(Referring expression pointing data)
####################
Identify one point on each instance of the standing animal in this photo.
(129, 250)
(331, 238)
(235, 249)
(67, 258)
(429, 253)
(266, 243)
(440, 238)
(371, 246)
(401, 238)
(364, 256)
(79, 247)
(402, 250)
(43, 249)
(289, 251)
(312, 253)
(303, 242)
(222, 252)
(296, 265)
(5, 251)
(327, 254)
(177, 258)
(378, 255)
####################
# [Problem details]
Output every record in full, exactly as it was given.

# [Exercise result]
Identify one point on each instance of the standing animal in this photo.
(129, 250)
(331, 238)
(235, 249)
(67, 258)
(429, 253)
(266, 243)
(440, 238)
(371, 246)
(401, 238)
(364, 256)
(79, 247)
(402, 250)
(43, 249)
(289, 251)
(312, 253)
(303, 242)
(222, 252)
(296, 265)
(5, 251)
(327, 254)
(177, 258)
(378, 255)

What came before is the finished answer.